Exercise brief: Leaving out the pictures, please retype each record exactly.

(Records from a collection)
———
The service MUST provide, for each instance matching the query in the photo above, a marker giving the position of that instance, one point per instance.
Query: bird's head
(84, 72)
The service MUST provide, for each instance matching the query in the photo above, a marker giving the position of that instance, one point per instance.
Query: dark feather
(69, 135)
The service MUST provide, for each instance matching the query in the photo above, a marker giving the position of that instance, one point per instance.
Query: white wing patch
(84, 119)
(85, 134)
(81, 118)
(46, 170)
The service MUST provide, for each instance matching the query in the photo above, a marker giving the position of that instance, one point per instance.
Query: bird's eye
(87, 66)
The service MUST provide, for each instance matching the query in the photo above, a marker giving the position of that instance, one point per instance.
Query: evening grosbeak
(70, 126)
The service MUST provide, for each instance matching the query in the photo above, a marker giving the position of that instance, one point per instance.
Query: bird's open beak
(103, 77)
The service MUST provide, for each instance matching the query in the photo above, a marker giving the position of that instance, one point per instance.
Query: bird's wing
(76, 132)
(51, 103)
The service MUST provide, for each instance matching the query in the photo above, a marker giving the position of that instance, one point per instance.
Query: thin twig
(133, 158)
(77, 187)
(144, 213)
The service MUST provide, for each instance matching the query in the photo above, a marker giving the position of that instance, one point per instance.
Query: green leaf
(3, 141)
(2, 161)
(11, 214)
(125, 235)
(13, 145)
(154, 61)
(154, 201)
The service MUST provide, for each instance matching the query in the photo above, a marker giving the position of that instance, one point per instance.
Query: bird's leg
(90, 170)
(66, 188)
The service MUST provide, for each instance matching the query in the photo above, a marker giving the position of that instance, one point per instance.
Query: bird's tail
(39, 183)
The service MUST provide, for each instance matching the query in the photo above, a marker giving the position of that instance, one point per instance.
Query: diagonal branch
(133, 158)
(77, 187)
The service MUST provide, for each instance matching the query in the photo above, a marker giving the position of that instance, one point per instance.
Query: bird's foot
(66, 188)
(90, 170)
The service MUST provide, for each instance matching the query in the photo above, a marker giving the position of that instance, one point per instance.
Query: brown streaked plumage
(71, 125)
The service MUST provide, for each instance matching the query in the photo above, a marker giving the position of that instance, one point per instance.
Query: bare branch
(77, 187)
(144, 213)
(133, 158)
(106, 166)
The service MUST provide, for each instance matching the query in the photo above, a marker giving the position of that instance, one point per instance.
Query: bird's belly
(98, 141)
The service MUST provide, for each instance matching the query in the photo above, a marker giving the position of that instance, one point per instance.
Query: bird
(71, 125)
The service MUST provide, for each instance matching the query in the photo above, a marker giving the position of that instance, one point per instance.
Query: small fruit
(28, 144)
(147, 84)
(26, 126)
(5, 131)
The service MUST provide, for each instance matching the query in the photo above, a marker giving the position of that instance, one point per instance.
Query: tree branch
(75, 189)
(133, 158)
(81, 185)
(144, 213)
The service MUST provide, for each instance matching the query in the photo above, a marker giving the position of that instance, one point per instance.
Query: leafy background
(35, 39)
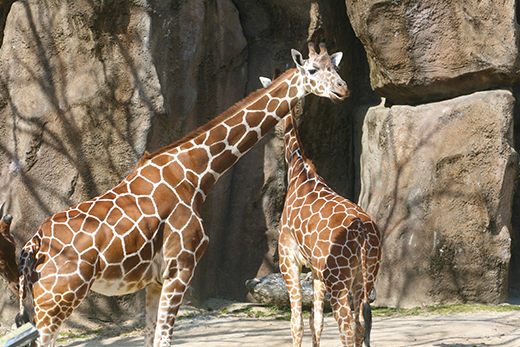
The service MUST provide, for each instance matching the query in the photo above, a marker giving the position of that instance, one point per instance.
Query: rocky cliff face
(87, 86)
(439, 178)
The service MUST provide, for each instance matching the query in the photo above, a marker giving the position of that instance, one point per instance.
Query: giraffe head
(320, 73)
(8, 267)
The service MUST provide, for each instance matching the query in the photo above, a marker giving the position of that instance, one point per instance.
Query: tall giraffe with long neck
(334, 238)
(147, 232)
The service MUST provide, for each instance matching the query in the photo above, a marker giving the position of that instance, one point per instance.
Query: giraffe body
(333, 237)
(147, 232)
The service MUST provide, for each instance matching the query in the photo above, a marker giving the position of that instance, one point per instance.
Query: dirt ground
(234, 325)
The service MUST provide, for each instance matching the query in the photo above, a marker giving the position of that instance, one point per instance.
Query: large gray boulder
(439, 180)
(421, 51)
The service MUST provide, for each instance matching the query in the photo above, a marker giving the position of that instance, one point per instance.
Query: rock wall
(87, 86)
(439, 178)
(439, 181)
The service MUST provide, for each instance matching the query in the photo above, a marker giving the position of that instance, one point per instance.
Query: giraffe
(334, 238)
(147, 232)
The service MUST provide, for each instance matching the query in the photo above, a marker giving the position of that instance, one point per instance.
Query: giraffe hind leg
(367, 316)
(316, 320)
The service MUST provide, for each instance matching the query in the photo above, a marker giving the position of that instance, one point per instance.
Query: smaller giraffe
(331, 236)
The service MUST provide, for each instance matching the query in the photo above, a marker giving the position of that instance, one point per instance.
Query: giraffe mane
(219, 119)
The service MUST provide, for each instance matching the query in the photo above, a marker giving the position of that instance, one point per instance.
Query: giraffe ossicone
(147, 232)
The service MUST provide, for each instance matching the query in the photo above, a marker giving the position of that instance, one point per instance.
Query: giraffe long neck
(297, 163)
(212, 149)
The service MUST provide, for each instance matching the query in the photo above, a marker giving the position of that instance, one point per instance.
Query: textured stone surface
(271, 290)
(439, 181)
(430, 50)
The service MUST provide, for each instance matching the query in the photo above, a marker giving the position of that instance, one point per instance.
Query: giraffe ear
(298, 59)
(336, 58)
(265, 81)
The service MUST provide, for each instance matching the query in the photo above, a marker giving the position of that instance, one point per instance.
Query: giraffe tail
(27, 263)
(365, 309)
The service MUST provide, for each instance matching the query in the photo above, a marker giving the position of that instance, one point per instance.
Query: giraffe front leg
(340, 302)
(153, 296)
(358, 292)
(316, 320)
(172, 293)
(291, 274)
(52, 307)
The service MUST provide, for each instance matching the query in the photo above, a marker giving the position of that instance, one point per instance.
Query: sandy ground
(238, 328)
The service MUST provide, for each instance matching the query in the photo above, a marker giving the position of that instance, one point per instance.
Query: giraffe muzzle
(338, 96)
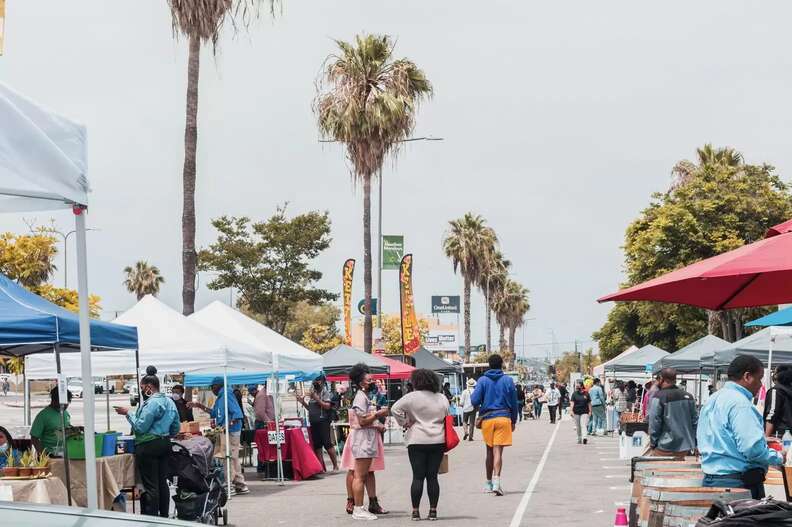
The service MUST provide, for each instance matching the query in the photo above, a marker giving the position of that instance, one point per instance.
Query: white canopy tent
(43, 167)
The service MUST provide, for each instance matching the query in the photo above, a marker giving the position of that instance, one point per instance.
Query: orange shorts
(496, 431)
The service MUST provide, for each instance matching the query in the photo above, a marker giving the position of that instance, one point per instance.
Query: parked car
(34, 515)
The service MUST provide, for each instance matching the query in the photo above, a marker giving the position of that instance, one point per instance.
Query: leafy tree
(269, 262)
(143, 279)
(719, 205)
(467, 244)
(368, 102)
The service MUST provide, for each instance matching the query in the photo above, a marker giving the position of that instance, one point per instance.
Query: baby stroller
———
Response below:
The service MUST provide, for each instance matching the query in the photo above, a marker giving the position of that instance, one point per instance.
Query: bird's head
(84, 72)
The service MUST provide, for each instance matching the query in the photo above, a marker giving the position of that instance, one point per instance.
Query: dark feather
(69, 135)
The service MUST provide, for each instance matching the query in the photo above, a marker giving the position of that instance, one point per instance.
Query: white wing patch
(84, 119)
(85, 134)
(81, 118)
(46, 170)
The service MUST provide, for each instance matching the query in the photo above, a marker giving the position of that instance, one point per instance.
Query: bird's eye
(87, 66)
The service MUST provide, for each instance matching the query in the photo above, a marker giving the position of that instance, one point per instance.
Query: evening grosbeak
(70, 126)
The service MUST provide, for each instance matching the query in the photo above, a marker giving the position of that instance, one point per instance.
Query: bird's open beak
(103, 77)
The service MUST provide, for each instance matching the query in the photo above, a marker giving the position of that instance, one point per instance.
Query: bird's wing
(76, 132)
(51, 103)
The service MUST provide, for each instance matching the query in the photo above, a marker giving the position of that instance, one point per instance.
Query: thin twig
(133, 158)
(77, 187)
(144, 213)
The service MUST provide, for each instance matching the query in the photo above, a marker giving the position of that instance, one point per instance.
Query: green leaf
(3, 141)
(2, 161)
(11, 214)
(125, 235)
(13, 145)
(154, 61)
(154, 201)
The service MUST provide, for each instance matching the query in the photo above, a marker giving the position of that instance, one point per instance.
Query: bird's leg
(90, 170)
(66, 188)
The service MUST provide, for each instance matching the query in the photo above, a marker giving the position of that instance, one point per instance.
Query: bird's tail
(39, 183)
The service MUST provide, for each instance matching the query in the photo above, a marker giving the position of that instance, one point per instance.
Query: diagonal branch
(133, 158)
(77, 187)
The service MUST provide, for each instance matching the query in the photo above, a marker giving the position of that instance, one point per instance.
Query: bird's foot
(66, 188)
(90, 170)
The service MUST provide, for each instance matching the query in the photo above, a marker giving the position of that instance, one point per instance.
Query: brown streaked plumage
(71, 125)
The service MUST provide, for each instance matching the query in the photo above, a marker giving the position of that instance, one point per instance.
Query: bare branch
(77, 187)
(144, 213)
(133, 158)
(106, 166)
The service MUST provide, for each instance matching the query in the photo above, a marker giving the position of that instance, one point per instance.
Query: bird's belly
(98, 141)
The service MUST provide, for each instance matching the query in the photo above, a marker giving the position of that instance, one point per instance.
Query: bird
(71, 125)
The service MUST provide, for each instance matching the query in the photo above, a marker giving the position of that instance, one point per instance.
Query: small fruit
(28, 144)
(147, 84)
(26, 126)
(5, 131)
The service MUST provide, for each instance matching the query in the photo above, a marker giving the position of that instance, one point per instance.
Query: tree branch
(75, 189)
(133, 158)
(81, 185)
(144, 213)
The service MUST provide, for each instance matching the query in the photo above, a marker giving the position of that instance, one point per instance.
Query: leafy background
(35, 39)
The service MUST provide, for each instance matching the query in the photo above, a marker giving the position of that instance, one point per instance.
Query: rocky cliff face
(87, 86)
(439, 178)
The service MUST provide, for each instance matching the query in the photo above, a marker giving the position of that instance, one point per instance.
Query: giraffe head
(320, 73)
(8, 267)
The service MUST provide, for each instance matching the query in the photo above, a marker giving the position of that instance, one point per instance.
Query: tall giraffe with long neck
(334, 238)
(147, 232)
The service MUST provide, for each instance matching the query in the photo above, a marker giving the position of that instance, one point per instance.
Query: giraffe body
(333, 237)
(147, 232)
The service MUST provide, for each instance matching the query in the photo above, a marker giving the position of that instance, one point per instance.
Query: dirt ground
(234, 325)
The service MUST provide, for each instance matching the query in the photo above, a marker giving the position of that instance, one point per instance.
Query: large gray boulder
(439, 180)
(421, 51)
The service MUST provide, for each instance matching the query in the photo above, a marker giving the position of that instance, one point per instance.
Query: rock wall
(87, 86)
(439, 178)
(439, 181)
The service MUST provide, for each instance matching the query in the photo above, a marker giving the position of that instance, one point per instance.
Query: giraffe
(334, 238)
(147, 232)
The service MUST provide, for each instance matching the query in the photo above, a marker giving the position of that instance, one point per instance.
Query: giraffe hind leg
(367, 316)
(316, 320)
The service MUST provide, for each instance matching the query in the photo above, a marker giving the position of that instance, one point per instance.
Query: smaller giraffe
(331, 236)
The service MUST provide, for each instance matching the query in the photo above, a marker giving the position of that instance, one point per instance.
Query: giraffe mane
(219, 119)
The service MUST provide, for each instance matching the query in the photo above, a marker giving the position of that instance, one point per instance.
Query: giraffe ossicone
(147, 232)
The service MUST provide, for each instance matching the query in the photo above, a marker giving the position of that instance, one point per instance.
Query: giraffe long neck
(297, 163)
(212, 149)
The service MUST provide, for each instance matching the query in the photo above, a marker giving the position of that instance, one point per instance.
Query: textured stone surface
(271, 290)
(439, 181)
(430, 50)
The service MUST provide, for each instance matching the query in the photo above, a marker giving the position of that instance, one point per instance.
Query: giraffe ear
(298, 59)
(336, 58)
(265, 81)
The service MUST provide, for each instance matching the query in the photo above, a marker giving the position of that instance, one point per instance.
Query: giraffe tail
(27, 263)
(365, 309)
The service MUST provide, for each instance matching the query in the photo above, a marker giving the position of that instance, one point per instance.
Query: giraffe front leg
(340, 302)
(153, 296)
(358, 292)
(316, 320)
(172, 293)
(291, 274)
(52, 307)
The service MUST provide, for each instance matching the query in the photo above, a marker giving the position of that instance, one point per instance.
Query: sandy ground
(238, 328)
The service MUST provide, for each instance matching the query in the photo above, a marker giving the position of that instance, one point per instance.
Query: giraffe muzzle
(338, 96)
The service MUST provide, for each instance matching the query in the photo above, a marker giving the position of that instance, one point per instance.
Query: white canopy tent
(43, 167)
The service MUST provide, for each instance matching the query in the photo above, a marker giving the position of that instance, one point per instance.
Query: orange shorts
(496, 431)
The service MUST provide, for each instance matching the query in the photo above, a marker giving the position of that instance, one point per instance.
Query: parked car
(34, 515)
The service MUST provide, for each instance matching the query in the photo above, a marker giving the position of that instance, one point per instance.
Query: leafy tree
(269, 262)
(143, 279)
(719, 205)
(467, 244)
(368, 102)
The service MUST provide, for each instance matching the query in the photo above, a marker giving the position of that instance, one point per instance.
Query: baby stroller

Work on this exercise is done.